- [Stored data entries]
[Start of Attachment]

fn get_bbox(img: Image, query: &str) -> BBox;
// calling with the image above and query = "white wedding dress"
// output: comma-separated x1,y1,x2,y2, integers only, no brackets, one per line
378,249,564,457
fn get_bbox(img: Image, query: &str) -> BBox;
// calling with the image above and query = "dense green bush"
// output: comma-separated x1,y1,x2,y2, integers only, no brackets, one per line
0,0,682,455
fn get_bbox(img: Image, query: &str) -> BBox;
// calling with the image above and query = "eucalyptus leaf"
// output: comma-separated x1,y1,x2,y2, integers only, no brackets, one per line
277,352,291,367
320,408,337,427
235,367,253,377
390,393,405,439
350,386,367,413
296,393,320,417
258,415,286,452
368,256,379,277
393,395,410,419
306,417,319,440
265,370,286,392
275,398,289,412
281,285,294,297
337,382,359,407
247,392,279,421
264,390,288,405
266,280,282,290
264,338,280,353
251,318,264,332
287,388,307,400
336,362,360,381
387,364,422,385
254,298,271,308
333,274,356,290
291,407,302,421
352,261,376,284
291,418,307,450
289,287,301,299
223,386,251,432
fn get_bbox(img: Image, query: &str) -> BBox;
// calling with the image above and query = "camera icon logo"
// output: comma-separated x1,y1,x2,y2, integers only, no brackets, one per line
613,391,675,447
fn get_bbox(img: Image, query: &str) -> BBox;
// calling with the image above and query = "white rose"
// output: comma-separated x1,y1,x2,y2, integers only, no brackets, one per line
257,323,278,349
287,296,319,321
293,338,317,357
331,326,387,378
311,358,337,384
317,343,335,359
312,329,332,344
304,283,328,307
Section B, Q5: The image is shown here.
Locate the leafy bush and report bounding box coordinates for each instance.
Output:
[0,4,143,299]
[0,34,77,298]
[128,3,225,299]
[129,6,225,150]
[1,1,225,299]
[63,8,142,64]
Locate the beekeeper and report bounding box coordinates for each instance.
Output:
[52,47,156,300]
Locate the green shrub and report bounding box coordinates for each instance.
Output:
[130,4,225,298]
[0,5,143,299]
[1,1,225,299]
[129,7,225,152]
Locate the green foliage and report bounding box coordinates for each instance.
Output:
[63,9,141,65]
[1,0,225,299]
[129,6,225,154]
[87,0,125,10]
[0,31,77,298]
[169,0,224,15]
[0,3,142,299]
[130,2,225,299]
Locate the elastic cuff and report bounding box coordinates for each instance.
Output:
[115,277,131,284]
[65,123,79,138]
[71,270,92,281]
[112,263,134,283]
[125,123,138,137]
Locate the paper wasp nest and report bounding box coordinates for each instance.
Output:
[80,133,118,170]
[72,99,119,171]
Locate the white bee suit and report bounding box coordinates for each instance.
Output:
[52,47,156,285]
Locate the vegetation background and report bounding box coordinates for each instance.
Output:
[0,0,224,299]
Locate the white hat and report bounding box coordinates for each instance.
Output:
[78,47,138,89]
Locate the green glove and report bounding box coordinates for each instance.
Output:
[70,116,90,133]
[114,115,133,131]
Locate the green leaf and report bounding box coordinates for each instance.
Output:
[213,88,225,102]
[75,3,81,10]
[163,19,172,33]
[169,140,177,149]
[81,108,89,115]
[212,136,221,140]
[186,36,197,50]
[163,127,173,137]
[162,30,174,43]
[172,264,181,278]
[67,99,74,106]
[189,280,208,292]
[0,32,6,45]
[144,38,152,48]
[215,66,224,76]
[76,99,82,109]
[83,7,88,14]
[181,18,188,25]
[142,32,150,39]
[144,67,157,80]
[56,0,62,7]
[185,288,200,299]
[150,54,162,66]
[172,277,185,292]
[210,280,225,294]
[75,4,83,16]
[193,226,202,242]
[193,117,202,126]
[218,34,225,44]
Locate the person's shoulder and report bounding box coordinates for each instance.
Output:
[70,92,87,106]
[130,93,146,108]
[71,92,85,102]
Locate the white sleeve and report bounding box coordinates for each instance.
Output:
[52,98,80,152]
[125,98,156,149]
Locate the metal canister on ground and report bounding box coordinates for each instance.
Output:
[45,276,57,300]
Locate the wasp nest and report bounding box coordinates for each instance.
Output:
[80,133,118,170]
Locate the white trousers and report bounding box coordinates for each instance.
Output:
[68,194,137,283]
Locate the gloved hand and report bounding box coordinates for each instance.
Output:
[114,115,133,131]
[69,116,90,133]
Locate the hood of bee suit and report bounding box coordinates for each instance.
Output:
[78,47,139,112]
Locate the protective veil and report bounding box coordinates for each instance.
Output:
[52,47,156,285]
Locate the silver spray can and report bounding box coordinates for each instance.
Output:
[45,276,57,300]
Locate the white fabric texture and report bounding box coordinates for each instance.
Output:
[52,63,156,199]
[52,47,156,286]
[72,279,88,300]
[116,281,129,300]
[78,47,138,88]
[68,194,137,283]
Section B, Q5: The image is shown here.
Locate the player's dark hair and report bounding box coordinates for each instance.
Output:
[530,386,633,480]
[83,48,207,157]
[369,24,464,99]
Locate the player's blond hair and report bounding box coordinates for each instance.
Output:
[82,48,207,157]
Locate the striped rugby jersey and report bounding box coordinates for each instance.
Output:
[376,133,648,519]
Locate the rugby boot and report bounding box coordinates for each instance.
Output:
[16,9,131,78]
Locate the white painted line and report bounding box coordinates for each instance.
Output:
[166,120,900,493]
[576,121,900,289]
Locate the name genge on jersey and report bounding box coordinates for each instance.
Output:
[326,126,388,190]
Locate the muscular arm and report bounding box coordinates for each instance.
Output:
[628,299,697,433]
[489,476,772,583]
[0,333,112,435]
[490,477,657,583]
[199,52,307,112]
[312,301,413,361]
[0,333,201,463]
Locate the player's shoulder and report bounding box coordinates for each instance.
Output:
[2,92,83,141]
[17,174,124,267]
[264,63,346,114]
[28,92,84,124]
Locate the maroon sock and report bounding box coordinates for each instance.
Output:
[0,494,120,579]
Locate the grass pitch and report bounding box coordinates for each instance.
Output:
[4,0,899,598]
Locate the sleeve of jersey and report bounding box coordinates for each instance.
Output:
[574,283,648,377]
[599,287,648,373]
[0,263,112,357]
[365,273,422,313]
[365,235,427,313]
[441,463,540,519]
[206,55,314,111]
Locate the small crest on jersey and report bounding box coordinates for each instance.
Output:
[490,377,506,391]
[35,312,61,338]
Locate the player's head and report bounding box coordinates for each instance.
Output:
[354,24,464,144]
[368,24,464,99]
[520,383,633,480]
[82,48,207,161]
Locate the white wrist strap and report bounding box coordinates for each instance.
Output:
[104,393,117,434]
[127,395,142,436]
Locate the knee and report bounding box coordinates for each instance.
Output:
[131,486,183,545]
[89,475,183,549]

[End of Attachment]

- [Task description]
Within the entries, find all lines holding "above" and copy each one.

- [Solved exercise]
// calling with the image above and query = "white wedding dress"
// calling with the image above and query = "dense green bush"
// calling with the image above and query = "eucalyptus leaf"
// calling with the image above and query = "camera icon logo"
// calling with the image above and query = "white rose"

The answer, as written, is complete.